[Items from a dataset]
_ _ _ _
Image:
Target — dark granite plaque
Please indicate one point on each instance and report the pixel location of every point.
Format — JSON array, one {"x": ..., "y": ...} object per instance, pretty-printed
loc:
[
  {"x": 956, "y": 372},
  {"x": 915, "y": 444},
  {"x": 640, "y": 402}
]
_ _ _ _
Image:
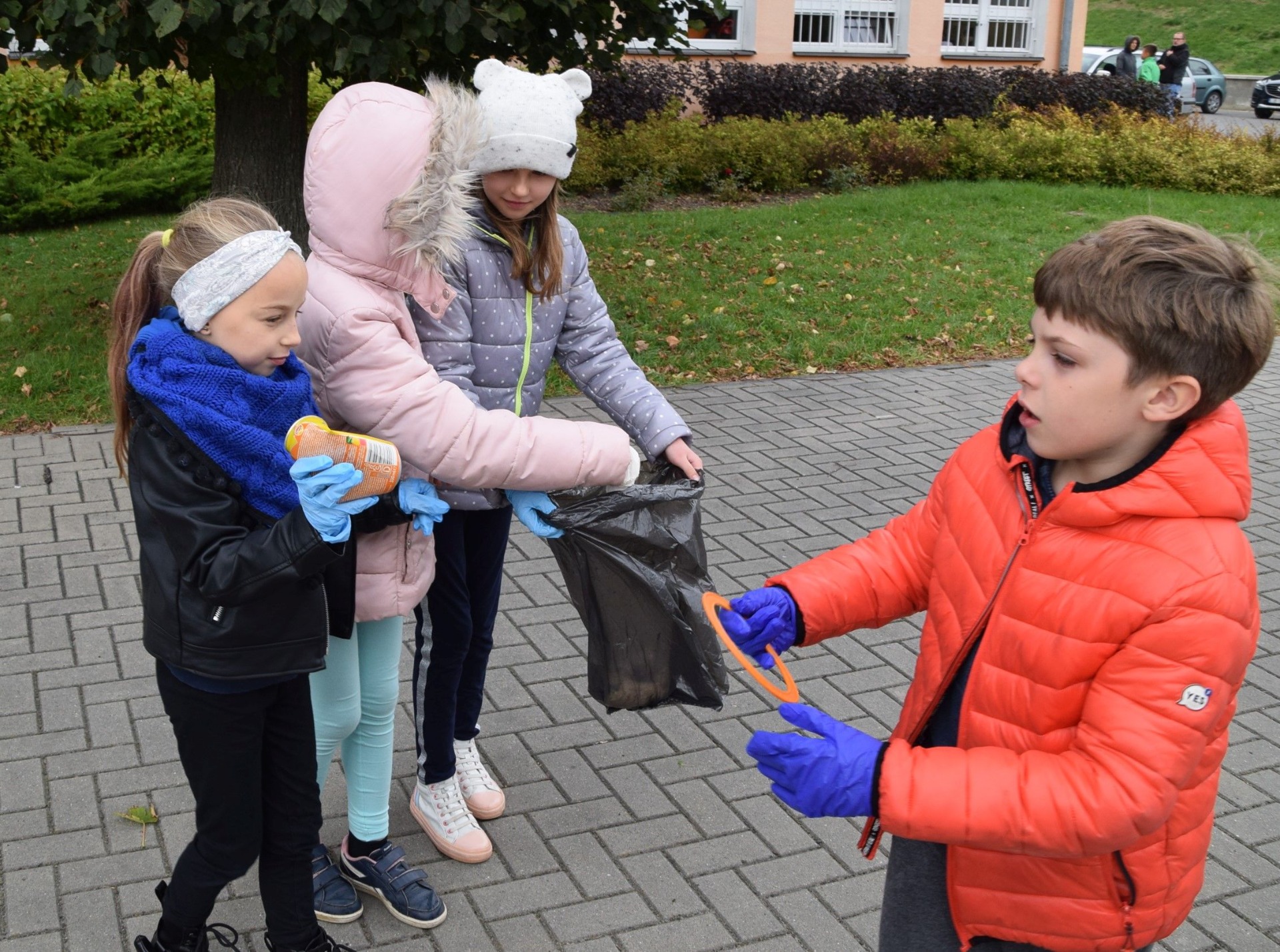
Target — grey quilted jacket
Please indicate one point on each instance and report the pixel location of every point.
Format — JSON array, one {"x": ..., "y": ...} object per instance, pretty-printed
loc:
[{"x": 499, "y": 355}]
_ _ _ _
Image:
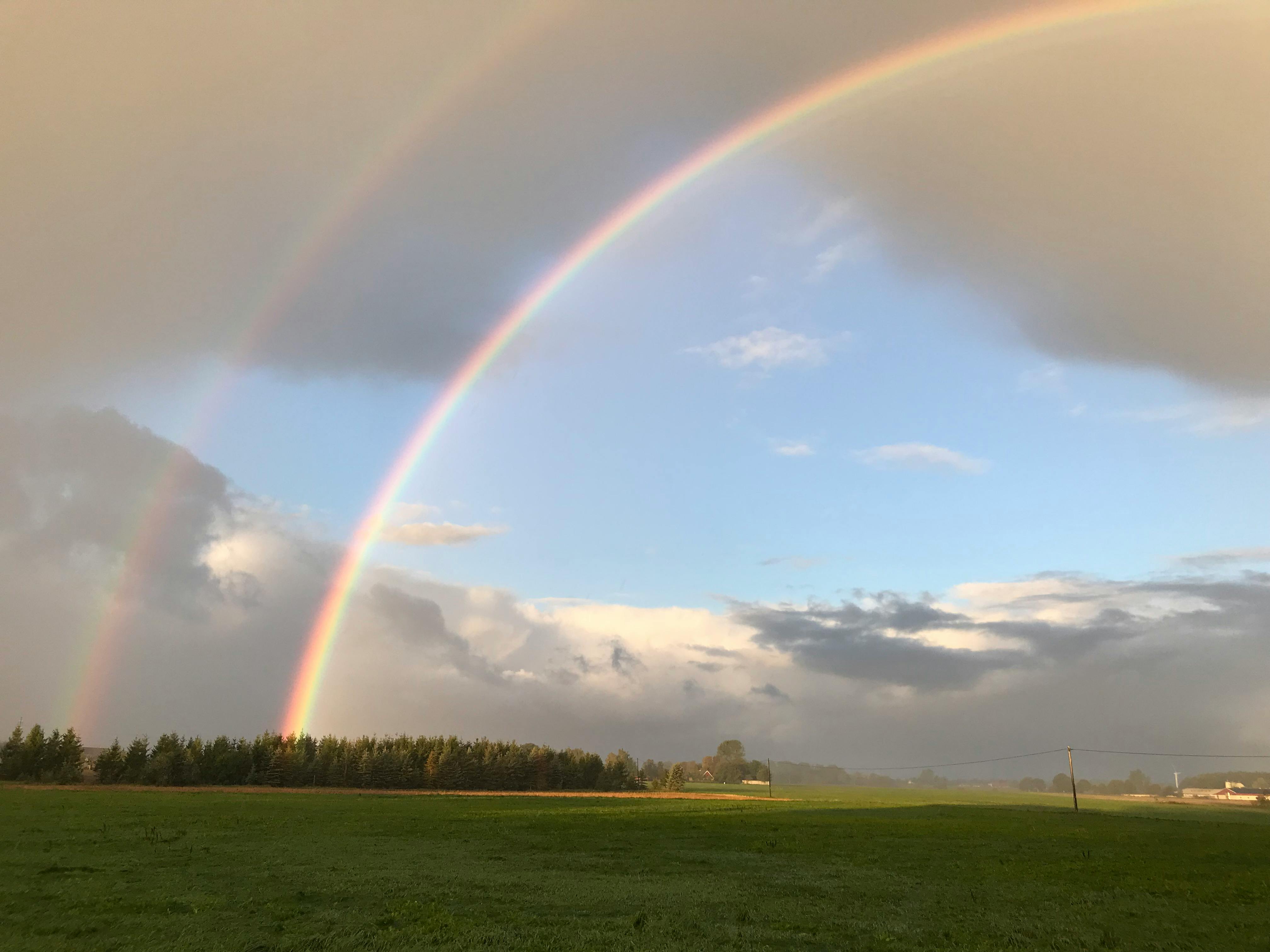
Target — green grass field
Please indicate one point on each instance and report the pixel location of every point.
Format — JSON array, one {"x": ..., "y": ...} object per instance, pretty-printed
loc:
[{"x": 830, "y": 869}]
_ _ _ _
- _ABOUT THIS EXERCISE_
In the records above, find the lines holding "Target". Copy each one.

- _ANSWER SPACE_
Target — dark granite plaque
Target — grey quilted jacket
Target — green grass field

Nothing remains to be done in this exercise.